Return every line of the items below that contains the string "upper", matching case exactly.
·····
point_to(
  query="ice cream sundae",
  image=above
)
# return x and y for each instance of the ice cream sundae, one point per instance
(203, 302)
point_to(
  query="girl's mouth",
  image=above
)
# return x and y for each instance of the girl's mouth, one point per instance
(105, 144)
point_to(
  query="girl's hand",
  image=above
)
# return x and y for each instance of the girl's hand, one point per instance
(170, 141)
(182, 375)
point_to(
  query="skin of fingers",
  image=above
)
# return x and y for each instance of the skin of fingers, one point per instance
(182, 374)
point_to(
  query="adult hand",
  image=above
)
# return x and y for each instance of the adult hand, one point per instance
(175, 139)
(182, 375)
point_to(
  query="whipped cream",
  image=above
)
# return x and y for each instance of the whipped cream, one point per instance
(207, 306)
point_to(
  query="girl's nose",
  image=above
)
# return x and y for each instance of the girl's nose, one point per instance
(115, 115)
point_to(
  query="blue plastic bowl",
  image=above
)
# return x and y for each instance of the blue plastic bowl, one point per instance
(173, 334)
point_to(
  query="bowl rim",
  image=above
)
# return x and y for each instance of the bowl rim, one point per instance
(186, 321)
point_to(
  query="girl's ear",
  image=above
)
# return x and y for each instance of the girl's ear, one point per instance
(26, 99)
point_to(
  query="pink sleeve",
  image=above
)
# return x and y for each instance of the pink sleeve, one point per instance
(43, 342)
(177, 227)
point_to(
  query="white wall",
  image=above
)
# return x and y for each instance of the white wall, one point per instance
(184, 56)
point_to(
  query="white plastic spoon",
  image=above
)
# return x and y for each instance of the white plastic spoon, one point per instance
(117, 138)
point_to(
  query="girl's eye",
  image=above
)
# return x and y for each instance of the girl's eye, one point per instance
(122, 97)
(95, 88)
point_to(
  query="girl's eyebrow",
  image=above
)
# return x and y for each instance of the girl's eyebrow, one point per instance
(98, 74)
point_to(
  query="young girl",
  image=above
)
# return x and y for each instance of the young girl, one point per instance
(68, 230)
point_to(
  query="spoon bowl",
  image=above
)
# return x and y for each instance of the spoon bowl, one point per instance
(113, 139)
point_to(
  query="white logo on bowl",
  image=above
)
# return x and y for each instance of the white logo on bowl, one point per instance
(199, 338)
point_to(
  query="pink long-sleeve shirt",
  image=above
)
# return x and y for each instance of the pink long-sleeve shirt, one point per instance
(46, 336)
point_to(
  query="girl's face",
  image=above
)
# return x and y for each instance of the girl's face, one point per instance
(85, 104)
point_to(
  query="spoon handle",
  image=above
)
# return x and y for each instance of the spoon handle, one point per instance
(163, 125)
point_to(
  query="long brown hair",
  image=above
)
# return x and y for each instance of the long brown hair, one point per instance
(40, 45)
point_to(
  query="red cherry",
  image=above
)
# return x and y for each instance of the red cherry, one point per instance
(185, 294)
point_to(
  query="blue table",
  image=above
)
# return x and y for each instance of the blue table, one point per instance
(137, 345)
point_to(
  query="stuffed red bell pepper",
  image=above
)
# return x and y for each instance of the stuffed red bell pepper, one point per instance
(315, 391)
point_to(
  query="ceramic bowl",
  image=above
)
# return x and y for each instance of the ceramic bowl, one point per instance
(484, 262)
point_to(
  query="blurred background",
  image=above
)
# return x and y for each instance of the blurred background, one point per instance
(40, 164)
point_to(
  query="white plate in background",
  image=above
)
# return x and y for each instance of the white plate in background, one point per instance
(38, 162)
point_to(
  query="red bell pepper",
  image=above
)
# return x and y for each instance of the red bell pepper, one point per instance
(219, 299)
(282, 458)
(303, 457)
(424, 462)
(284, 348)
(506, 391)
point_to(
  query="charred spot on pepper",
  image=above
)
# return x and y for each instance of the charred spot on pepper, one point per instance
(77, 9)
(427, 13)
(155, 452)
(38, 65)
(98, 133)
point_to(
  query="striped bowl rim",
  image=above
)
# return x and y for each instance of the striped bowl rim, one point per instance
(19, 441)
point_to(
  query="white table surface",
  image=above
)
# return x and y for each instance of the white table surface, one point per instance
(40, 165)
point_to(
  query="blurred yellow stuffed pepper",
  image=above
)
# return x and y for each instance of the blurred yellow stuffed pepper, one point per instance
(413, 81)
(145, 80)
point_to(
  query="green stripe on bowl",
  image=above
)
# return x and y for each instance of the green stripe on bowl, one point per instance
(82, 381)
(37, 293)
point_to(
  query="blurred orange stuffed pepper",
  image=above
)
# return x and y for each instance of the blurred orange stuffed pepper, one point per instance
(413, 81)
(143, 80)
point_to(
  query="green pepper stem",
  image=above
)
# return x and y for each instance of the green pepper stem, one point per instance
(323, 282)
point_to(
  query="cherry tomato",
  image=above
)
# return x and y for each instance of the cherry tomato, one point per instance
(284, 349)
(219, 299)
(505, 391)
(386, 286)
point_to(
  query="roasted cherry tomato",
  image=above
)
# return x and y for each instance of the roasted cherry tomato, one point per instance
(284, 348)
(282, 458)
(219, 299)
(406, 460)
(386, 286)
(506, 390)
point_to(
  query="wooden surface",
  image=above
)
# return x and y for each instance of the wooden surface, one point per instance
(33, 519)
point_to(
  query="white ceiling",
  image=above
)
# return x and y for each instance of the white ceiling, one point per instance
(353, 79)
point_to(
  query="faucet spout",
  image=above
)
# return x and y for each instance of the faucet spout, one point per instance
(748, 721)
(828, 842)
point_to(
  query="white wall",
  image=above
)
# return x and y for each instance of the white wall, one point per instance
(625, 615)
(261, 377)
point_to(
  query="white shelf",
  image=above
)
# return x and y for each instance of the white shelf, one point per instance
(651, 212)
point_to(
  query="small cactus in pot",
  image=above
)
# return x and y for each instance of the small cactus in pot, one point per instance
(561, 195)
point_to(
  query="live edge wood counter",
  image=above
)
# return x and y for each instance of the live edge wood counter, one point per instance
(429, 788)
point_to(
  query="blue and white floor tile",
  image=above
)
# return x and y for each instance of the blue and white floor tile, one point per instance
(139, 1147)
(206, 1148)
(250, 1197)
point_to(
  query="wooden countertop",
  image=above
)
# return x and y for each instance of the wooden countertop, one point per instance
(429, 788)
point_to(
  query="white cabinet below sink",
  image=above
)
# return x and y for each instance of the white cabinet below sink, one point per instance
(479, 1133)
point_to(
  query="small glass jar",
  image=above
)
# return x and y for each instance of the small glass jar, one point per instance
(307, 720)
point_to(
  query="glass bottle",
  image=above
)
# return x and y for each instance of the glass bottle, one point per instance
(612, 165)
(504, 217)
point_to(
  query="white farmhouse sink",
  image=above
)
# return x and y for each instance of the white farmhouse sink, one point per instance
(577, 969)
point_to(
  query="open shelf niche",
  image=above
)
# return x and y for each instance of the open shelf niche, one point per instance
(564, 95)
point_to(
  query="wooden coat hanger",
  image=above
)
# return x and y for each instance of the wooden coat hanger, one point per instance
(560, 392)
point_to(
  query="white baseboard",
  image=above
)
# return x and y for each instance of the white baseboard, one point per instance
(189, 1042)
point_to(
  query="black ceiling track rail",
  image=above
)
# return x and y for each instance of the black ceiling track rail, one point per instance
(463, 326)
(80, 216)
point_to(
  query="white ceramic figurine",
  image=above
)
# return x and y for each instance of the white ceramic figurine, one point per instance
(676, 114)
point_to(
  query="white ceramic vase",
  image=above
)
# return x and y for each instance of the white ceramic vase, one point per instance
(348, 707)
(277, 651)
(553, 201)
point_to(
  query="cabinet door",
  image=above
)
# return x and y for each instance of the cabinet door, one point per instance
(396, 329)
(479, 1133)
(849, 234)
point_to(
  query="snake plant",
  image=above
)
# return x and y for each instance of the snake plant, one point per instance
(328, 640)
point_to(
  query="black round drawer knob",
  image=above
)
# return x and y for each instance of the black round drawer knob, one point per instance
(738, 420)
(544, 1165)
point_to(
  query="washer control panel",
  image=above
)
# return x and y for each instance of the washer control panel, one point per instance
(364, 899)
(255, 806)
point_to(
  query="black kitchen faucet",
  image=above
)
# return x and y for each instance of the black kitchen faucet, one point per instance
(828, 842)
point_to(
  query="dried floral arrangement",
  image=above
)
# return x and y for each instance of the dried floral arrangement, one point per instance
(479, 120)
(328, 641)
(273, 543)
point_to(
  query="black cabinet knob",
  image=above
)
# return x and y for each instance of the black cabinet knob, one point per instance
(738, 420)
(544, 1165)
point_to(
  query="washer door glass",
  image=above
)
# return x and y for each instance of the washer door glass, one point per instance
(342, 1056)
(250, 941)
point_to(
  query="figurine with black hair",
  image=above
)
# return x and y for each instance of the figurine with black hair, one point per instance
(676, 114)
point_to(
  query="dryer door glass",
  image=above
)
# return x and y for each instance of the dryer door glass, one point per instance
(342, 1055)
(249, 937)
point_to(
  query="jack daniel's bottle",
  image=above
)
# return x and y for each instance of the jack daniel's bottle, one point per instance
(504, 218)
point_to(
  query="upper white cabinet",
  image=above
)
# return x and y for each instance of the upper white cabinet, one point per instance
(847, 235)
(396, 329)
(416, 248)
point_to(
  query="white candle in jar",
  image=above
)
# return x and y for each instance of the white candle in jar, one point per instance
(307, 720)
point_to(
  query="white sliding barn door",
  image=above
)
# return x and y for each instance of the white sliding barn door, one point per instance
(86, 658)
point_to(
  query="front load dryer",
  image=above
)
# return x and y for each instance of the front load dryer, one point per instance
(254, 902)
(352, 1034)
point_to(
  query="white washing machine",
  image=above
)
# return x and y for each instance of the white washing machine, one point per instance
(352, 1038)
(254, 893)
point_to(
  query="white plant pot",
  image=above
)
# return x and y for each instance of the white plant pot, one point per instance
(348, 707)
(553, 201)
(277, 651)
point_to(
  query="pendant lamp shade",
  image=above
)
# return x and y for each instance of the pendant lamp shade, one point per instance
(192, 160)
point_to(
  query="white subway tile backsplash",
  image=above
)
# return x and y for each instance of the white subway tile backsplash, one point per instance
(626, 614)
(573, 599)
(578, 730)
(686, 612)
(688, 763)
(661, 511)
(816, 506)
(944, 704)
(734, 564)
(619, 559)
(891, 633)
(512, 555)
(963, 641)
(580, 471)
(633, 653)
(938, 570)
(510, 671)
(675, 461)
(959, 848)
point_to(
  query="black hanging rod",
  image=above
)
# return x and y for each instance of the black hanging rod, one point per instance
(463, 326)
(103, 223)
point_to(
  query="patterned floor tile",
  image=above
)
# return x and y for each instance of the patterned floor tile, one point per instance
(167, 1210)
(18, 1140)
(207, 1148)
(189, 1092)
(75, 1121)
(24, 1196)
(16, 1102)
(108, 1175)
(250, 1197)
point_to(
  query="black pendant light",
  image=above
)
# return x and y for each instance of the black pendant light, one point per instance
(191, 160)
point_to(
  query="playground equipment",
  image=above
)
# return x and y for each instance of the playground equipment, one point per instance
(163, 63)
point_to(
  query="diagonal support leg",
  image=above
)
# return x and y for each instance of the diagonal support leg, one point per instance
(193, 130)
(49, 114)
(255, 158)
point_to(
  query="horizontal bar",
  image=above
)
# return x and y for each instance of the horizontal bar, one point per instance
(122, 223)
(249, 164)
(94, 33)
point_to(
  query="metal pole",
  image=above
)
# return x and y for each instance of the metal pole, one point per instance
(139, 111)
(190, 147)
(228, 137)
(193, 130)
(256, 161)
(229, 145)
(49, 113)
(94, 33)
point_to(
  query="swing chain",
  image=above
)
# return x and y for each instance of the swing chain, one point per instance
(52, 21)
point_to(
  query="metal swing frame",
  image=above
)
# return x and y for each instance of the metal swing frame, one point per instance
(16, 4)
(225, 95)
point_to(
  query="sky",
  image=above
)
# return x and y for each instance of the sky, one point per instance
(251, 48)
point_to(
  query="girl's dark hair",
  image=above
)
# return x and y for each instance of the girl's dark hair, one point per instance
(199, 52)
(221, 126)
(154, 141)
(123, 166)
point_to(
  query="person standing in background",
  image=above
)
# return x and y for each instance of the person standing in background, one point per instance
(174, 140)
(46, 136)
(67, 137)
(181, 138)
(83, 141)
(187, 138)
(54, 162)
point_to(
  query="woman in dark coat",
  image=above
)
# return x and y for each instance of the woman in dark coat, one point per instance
·····
## Answer to the exercise:
  query="upper white cabinet",
# return x and y for each instance of the upper white cabinet, one point per instance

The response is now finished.